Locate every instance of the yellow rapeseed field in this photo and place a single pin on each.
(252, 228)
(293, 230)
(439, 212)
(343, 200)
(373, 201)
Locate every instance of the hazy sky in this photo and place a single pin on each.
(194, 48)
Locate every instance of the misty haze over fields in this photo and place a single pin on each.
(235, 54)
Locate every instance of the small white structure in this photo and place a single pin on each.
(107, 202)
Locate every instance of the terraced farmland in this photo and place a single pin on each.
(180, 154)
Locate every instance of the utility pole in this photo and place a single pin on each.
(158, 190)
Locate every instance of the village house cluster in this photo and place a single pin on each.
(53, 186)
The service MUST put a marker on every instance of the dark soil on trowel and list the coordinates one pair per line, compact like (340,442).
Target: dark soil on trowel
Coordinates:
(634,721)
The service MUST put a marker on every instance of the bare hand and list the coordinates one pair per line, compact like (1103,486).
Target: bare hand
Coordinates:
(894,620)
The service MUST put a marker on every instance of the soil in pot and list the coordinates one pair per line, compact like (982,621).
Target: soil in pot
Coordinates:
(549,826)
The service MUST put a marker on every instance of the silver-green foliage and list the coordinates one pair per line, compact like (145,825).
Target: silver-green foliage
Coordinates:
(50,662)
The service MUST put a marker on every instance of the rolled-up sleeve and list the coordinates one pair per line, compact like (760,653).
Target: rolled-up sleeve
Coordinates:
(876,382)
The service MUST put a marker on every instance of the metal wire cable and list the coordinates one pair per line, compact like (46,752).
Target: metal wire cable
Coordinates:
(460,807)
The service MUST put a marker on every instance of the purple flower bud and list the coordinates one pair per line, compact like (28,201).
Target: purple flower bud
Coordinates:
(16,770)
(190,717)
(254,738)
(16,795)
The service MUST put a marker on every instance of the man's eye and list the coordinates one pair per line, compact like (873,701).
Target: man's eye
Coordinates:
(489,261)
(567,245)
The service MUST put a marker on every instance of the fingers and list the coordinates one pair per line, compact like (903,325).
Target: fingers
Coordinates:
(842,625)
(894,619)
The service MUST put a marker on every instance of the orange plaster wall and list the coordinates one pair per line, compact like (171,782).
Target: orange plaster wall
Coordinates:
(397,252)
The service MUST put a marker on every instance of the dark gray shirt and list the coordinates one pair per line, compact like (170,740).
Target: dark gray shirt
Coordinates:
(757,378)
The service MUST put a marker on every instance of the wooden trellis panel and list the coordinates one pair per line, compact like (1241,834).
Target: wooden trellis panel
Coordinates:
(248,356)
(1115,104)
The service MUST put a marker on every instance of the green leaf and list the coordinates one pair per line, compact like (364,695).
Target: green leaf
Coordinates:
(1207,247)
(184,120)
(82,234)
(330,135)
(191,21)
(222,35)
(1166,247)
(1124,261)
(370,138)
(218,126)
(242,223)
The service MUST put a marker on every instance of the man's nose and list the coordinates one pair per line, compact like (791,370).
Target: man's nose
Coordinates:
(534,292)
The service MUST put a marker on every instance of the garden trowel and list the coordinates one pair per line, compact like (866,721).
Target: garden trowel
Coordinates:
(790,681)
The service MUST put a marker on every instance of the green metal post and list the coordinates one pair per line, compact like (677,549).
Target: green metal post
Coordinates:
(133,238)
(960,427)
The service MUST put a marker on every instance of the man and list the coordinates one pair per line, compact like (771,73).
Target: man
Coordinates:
# # # # # # #
§ **About this exercise**
In the records above, return only the line that contains "Target: man's eye" and every line after it through the last, exactly as they appear.

§ **Exercise output**
Target: man's eye
Coordinates:
(489,261)
(567,245)
The service MUST put a marker on every instance of the fingers and list the coordinates one pair per line, compact like (903,325).
Target: fingers
Coordinates:
(842,625)
(894,619)
The service MUST put a marker on every instance of the orange plaster wall and list the coordinates one pair per line, compact like (171,782).
Target: orange plaster wall
Coordinates:
(397,252)
The service MUST put a marker on every instance of the dark gray shirt and list the coordinates one pair per line, compact like (170,740).
Target: dark gray shirt
Coordinates:
(757,378)
The service MUST put a marker on every instance of the wooden trellis panel and list the coordinates one pair per line, compact like (1241,834).
Target: wooden trellis panel
Coordinates:
(248,356)
(1115,104)
The service MUST put a marker on every instance of the green leaf and list the coordinates one pair per line, compact like (364,695).
Target: green leaf
Coordinates:
(1207,247)
(184,120)
(82,234)
(330,135)
(191,21)
(222,35)
(1166,247)
(1124,261)
(370,138)
(218,126)
(242,223)
The service MUST put a marker on every instance of the man's nose and list the coordinates one pair per line, compact like (791,370).
Target: man's nose
Coordinates:
(534,292)
The service MUST put a marker on every instance of the garden trowel and list the coordinates one pair per line, compact like (866,721).
Target: garden trowel
Coordinates:
(790,681)
The service MUST put a marker on every instance of the green metal post and list the coordinates one pair per line, compact like (677,549).
Target: green metal post
Coordinates:
(133,238)
(960,427)
The service MUST put a marker on every instance of the man and list the coordinates one pair per line, compact like (771,73).
Target: man
Coordinates:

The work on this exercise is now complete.